- [Aim of the exercise] The output is the line containing "of the rusty" plus every later line down to the end of the listing below, copied exactly. No pictures belong in it.

- [Provided records]
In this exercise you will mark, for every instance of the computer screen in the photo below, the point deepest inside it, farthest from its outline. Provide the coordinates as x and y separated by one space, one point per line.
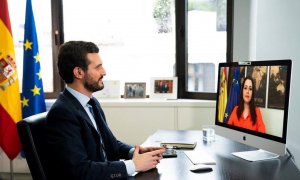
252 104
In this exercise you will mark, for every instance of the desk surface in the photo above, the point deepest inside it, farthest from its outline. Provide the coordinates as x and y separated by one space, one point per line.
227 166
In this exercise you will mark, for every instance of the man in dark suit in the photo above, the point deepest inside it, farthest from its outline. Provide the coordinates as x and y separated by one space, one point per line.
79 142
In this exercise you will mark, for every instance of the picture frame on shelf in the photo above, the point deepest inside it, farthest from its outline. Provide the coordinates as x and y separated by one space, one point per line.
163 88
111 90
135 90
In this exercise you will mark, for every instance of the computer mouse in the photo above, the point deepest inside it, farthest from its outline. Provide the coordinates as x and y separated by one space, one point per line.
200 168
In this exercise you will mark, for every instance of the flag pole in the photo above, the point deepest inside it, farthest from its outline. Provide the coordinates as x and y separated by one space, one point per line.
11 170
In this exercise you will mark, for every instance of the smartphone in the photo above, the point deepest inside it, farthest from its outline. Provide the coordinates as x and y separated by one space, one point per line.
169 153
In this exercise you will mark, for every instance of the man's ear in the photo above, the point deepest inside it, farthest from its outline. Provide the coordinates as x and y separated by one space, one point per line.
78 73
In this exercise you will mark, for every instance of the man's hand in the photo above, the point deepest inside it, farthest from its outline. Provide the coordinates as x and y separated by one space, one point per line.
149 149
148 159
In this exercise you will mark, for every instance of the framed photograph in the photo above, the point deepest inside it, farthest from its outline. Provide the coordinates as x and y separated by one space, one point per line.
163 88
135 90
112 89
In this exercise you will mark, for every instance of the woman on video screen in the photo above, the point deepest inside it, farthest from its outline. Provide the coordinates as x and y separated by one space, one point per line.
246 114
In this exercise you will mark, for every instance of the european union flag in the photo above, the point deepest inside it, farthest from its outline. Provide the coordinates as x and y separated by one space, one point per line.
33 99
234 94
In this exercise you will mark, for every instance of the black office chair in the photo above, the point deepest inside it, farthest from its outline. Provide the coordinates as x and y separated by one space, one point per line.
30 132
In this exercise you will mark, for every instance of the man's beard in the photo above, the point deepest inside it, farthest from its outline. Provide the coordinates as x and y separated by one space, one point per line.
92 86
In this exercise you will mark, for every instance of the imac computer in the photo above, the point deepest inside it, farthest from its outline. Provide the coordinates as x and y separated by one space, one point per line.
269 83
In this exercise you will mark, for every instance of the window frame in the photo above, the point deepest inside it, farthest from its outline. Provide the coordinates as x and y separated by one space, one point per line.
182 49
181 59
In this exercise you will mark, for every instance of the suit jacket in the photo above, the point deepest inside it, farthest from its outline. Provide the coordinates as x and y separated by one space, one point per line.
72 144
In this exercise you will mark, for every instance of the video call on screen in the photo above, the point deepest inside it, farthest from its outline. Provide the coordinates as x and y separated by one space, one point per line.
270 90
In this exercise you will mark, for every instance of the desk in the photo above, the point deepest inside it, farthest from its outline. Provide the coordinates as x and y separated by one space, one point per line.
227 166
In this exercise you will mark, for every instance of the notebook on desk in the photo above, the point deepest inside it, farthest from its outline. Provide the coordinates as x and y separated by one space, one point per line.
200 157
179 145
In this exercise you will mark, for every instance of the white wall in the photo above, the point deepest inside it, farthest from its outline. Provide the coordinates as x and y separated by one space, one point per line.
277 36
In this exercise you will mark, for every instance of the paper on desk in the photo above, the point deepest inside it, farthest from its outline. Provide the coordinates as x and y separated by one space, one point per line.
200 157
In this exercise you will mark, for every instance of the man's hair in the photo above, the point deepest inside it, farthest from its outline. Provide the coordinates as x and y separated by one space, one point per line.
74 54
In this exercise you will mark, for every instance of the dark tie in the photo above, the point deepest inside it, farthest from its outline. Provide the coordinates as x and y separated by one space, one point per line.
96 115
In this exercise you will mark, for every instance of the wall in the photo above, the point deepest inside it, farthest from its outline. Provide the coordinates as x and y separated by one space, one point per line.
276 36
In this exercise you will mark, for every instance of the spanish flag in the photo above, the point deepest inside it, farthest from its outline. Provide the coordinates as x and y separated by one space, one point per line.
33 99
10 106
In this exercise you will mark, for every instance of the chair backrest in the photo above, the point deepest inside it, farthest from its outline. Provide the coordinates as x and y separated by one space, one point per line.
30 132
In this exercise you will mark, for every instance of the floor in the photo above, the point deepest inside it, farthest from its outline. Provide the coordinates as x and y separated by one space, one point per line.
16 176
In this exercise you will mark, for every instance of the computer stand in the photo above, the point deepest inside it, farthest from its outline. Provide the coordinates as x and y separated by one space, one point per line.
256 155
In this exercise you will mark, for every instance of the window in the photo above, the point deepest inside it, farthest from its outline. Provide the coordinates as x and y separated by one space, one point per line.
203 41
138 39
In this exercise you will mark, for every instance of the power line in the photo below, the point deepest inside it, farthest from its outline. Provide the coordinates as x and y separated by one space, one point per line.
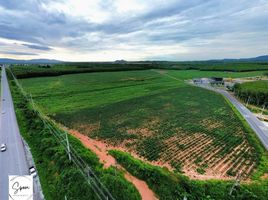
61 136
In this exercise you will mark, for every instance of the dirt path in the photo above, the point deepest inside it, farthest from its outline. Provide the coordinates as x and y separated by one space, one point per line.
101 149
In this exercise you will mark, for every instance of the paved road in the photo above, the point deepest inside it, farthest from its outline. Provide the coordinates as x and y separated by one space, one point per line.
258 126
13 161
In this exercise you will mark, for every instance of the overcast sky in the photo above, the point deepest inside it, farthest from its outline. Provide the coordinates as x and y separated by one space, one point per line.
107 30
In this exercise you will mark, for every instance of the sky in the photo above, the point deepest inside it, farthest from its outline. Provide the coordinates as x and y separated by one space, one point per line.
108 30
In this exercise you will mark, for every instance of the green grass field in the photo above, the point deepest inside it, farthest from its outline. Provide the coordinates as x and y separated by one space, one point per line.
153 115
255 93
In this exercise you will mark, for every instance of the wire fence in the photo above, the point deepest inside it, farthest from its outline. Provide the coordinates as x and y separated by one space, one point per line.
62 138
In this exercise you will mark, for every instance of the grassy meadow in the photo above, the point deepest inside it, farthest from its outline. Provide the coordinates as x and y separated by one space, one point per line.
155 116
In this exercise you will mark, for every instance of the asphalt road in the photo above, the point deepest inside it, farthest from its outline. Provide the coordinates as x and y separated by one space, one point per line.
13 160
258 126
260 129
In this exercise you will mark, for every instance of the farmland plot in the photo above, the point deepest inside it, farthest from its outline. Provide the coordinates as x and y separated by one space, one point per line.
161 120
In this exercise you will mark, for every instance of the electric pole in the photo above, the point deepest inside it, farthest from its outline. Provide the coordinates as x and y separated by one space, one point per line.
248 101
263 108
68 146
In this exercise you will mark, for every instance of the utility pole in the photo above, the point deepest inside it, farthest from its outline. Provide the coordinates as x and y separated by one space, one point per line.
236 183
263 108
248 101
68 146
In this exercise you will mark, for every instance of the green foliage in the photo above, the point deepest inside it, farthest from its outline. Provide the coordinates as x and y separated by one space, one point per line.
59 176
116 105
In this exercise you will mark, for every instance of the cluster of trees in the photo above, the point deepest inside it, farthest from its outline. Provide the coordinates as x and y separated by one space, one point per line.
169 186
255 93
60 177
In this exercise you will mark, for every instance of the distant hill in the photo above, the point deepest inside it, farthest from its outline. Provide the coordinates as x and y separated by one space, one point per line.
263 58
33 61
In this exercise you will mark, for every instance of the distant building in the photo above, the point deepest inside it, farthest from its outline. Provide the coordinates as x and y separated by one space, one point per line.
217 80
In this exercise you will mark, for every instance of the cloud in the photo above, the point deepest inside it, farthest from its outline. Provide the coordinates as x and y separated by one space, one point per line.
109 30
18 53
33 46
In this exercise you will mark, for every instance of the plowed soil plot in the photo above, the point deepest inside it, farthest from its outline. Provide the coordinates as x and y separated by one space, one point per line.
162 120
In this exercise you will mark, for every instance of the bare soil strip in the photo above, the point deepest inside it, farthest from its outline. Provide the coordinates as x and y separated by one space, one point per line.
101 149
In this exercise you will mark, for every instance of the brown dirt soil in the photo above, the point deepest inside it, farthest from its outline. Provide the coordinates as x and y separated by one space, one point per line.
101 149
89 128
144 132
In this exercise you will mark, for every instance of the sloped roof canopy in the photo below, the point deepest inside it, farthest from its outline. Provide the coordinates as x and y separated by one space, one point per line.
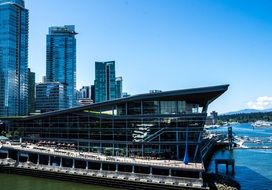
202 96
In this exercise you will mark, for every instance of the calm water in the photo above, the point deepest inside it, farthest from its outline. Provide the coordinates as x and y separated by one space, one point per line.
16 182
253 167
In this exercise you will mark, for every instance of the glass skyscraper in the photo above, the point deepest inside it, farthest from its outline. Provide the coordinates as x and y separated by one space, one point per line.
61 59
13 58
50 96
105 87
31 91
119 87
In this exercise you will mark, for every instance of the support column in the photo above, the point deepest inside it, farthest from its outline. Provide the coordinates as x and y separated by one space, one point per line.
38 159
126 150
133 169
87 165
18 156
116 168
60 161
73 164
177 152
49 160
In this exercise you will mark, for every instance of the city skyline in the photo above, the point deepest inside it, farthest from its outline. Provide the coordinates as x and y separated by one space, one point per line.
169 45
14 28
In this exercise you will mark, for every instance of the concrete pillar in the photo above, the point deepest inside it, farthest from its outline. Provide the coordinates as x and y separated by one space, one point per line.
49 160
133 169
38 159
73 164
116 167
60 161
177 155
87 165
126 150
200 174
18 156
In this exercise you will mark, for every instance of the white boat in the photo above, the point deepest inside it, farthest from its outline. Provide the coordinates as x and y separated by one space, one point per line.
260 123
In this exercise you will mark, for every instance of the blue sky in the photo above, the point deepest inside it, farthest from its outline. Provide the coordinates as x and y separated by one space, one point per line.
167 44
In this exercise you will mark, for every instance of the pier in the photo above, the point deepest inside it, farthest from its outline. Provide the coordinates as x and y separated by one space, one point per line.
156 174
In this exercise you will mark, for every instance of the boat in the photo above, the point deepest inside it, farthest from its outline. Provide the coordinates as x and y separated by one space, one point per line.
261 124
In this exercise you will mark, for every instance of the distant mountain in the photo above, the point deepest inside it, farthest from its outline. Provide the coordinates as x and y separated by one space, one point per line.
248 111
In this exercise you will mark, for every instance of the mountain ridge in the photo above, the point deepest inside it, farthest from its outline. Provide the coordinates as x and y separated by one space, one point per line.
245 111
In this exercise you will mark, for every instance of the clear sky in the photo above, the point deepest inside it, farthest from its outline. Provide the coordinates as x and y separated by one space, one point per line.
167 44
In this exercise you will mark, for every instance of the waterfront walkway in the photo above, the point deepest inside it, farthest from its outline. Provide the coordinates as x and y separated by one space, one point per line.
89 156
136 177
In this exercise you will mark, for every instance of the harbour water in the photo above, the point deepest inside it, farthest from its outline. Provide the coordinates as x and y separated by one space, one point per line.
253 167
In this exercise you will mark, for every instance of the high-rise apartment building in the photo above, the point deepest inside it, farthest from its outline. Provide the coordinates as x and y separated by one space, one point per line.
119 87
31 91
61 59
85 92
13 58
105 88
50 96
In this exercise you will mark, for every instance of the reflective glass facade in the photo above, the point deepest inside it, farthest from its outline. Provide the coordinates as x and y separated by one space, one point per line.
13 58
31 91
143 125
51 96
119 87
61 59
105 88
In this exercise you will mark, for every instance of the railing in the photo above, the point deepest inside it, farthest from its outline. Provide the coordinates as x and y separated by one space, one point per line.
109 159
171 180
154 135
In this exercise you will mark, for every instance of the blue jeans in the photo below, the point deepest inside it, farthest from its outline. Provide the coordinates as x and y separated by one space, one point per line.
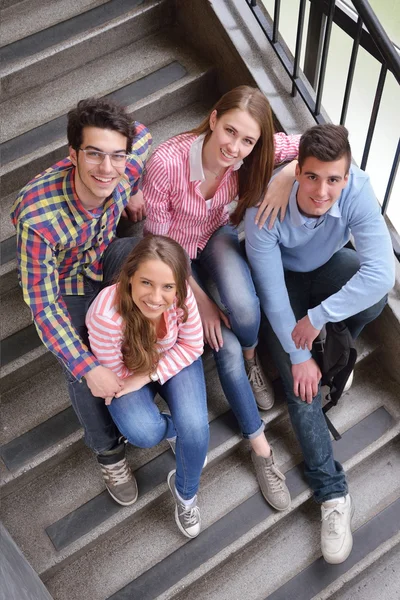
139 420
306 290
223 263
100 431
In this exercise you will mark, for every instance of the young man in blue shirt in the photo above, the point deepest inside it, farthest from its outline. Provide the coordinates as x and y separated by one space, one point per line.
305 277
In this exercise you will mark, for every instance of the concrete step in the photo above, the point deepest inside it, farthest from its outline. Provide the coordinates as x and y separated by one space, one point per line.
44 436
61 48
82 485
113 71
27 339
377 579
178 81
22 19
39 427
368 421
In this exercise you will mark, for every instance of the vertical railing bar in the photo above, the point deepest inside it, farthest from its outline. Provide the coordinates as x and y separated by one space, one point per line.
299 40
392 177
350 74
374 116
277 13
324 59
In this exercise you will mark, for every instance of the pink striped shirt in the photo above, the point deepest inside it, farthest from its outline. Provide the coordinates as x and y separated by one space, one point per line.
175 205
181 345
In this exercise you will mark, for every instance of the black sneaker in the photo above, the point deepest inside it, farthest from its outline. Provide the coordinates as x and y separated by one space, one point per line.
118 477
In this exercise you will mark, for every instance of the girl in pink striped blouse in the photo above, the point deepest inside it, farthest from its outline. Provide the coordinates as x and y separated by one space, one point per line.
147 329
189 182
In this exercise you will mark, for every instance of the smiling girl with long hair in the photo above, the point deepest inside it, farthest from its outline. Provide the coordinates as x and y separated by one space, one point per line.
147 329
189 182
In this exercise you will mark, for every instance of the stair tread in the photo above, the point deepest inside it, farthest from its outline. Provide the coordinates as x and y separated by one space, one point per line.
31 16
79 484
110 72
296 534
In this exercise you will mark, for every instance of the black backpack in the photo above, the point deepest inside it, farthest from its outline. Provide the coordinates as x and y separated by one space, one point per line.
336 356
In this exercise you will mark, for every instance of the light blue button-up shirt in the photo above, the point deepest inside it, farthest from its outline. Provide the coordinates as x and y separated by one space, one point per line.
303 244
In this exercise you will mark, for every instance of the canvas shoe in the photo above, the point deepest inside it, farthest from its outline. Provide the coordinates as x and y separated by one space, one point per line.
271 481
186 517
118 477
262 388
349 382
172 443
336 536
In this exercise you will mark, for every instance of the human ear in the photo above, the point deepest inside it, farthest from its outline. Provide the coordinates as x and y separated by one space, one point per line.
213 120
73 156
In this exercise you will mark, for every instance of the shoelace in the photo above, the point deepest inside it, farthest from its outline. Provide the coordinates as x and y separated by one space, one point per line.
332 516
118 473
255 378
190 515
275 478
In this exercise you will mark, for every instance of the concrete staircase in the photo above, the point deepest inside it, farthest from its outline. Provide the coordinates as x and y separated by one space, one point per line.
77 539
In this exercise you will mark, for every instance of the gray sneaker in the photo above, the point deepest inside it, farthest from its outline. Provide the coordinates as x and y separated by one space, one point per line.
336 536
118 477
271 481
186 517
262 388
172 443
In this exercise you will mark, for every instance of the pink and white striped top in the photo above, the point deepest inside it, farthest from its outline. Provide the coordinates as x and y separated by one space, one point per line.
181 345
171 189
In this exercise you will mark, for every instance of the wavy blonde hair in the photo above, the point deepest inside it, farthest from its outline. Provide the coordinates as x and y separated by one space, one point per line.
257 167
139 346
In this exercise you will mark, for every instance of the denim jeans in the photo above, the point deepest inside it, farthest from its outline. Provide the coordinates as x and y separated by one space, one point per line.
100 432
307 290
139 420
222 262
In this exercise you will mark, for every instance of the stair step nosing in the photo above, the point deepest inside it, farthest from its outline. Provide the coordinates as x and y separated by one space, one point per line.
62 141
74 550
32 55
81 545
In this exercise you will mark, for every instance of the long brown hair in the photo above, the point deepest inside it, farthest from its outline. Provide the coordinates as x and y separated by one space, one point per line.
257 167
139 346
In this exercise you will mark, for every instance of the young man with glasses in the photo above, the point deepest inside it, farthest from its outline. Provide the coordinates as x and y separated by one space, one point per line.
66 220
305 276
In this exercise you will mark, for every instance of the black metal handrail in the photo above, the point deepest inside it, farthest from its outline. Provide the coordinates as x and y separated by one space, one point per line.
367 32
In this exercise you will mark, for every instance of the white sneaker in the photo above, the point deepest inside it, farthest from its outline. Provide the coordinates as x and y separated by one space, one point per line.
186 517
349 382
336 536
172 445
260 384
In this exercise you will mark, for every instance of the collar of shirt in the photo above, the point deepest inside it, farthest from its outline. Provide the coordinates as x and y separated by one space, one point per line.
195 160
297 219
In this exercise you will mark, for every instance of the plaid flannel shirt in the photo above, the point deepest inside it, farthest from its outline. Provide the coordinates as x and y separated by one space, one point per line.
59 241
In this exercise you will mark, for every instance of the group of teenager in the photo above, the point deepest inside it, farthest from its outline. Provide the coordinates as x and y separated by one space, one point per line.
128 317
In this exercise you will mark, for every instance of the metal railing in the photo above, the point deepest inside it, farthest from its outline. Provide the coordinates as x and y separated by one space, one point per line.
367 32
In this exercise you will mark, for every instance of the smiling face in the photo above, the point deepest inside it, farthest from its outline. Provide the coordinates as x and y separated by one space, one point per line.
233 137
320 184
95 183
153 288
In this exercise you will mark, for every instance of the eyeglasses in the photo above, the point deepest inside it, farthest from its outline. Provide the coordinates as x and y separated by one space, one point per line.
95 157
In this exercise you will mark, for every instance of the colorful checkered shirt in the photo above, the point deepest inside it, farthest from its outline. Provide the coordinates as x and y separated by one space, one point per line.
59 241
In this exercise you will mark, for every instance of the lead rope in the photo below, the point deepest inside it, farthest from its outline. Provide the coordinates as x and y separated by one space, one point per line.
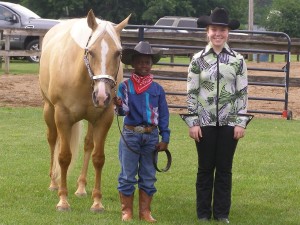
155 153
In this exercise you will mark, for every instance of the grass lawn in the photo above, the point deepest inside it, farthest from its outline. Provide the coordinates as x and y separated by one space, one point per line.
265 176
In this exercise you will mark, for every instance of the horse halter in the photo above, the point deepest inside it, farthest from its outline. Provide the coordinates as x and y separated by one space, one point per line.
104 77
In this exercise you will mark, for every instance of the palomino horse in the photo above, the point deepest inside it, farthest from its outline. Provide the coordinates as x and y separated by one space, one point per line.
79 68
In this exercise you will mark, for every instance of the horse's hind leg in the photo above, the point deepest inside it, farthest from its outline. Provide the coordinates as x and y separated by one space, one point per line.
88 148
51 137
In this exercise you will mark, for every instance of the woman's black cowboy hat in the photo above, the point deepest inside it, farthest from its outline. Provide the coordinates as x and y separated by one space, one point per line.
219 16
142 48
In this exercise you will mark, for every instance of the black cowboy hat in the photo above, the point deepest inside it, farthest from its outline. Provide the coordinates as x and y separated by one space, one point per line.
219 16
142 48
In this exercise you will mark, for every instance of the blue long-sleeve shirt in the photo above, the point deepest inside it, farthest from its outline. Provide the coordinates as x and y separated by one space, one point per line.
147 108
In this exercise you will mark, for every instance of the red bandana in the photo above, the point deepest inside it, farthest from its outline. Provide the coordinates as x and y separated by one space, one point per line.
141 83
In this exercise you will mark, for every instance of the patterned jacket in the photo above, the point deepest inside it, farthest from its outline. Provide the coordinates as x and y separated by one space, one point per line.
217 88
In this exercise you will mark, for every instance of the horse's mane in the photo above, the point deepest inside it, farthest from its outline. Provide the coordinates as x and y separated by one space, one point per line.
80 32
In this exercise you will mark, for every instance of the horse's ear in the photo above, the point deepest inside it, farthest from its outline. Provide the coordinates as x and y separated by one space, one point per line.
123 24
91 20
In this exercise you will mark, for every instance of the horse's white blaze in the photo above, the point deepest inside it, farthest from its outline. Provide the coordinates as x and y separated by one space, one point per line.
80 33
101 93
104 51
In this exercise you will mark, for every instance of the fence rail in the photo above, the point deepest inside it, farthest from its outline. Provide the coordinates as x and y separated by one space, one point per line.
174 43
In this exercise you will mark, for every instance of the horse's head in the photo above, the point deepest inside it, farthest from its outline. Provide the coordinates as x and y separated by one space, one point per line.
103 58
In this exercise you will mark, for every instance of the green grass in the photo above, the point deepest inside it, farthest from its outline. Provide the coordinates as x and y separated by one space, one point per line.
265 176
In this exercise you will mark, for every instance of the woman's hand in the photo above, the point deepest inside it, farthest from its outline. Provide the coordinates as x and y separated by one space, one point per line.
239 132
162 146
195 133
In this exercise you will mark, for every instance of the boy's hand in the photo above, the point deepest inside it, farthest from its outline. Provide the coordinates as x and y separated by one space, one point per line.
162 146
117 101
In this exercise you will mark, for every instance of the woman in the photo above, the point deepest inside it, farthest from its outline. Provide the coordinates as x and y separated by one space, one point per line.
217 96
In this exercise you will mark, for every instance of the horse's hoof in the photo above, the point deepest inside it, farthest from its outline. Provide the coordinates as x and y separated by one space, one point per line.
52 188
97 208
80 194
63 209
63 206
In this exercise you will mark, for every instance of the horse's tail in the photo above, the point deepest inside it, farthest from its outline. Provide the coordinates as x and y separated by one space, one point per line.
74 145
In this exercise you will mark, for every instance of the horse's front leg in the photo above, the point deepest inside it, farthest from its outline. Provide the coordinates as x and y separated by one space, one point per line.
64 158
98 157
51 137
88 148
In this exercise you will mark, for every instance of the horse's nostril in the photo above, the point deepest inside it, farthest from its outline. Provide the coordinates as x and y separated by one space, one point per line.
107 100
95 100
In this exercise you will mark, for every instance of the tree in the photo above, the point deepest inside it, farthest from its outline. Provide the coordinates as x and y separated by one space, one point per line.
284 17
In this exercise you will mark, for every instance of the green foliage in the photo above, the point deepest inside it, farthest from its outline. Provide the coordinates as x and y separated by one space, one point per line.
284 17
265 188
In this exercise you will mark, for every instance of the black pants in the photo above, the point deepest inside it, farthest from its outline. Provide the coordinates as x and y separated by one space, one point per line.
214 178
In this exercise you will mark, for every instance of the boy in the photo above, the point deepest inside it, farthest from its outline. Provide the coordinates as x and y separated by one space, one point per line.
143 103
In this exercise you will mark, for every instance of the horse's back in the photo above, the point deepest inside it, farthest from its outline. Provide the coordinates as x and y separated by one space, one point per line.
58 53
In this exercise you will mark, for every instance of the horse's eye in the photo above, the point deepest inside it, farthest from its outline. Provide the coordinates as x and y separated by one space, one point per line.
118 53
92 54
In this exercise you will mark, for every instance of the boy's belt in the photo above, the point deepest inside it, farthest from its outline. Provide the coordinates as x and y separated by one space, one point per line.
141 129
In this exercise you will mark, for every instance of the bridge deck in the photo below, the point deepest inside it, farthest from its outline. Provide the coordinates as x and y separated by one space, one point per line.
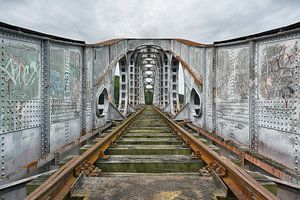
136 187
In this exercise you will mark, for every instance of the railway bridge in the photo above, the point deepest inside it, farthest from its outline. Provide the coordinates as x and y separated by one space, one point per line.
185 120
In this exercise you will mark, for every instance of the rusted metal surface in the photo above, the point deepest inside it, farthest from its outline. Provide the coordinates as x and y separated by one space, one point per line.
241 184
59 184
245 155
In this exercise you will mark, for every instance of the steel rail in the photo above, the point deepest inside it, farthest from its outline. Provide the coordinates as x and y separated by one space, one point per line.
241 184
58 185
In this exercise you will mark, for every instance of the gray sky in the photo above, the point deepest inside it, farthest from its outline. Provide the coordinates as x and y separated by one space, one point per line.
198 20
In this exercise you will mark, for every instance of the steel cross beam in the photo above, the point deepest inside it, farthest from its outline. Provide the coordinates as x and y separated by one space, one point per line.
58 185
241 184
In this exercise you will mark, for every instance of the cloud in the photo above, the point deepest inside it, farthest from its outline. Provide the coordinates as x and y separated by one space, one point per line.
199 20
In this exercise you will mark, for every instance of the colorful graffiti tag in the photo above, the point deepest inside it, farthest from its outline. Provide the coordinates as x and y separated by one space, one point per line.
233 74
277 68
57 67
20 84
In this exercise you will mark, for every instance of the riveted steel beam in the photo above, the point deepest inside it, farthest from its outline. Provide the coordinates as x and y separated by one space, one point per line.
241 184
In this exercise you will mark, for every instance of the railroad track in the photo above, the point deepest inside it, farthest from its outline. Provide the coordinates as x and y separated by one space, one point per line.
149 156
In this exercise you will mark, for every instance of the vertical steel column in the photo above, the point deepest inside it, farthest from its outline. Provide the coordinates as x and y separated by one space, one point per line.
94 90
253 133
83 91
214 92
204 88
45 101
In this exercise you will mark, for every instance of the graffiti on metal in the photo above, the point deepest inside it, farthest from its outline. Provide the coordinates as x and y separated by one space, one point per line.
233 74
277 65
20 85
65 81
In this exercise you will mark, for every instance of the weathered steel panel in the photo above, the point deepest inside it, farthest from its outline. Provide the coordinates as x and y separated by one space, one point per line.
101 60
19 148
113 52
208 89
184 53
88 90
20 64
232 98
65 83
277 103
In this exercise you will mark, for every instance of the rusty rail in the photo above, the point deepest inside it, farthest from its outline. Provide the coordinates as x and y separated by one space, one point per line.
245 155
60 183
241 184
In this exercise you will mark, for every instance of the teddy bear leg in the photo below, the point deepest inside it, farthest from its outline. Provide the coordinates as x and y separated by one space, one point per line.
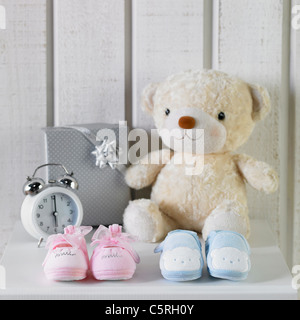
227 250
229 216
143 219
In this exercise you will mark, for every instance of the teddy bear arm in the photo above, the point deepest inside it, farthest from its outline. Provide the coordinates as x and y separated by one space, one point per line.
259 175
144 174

- [Task result]
In this exercise you will mark, for every instance of the rusty rail in the photo above, the point deepest inside it, farthest from its outline. Provide the coordinates as x and y separated by one space, one point per line.
245 155
60 183
241 184
In this exercise you will mark, for every instance of the teddy bear leg in the photo below, the point deepest inside it, farthest from its outline. Provide the coordinates as x and y separated by one space, one point per line.
227 250
229 216
143 219
In this exercise you will mark, for every instance of the teddy bear arm in the photo above, the point deepest inside it, farthest from its outline. Provide the coordinates as x and y separated by one space, one point per line.
259 175
144 174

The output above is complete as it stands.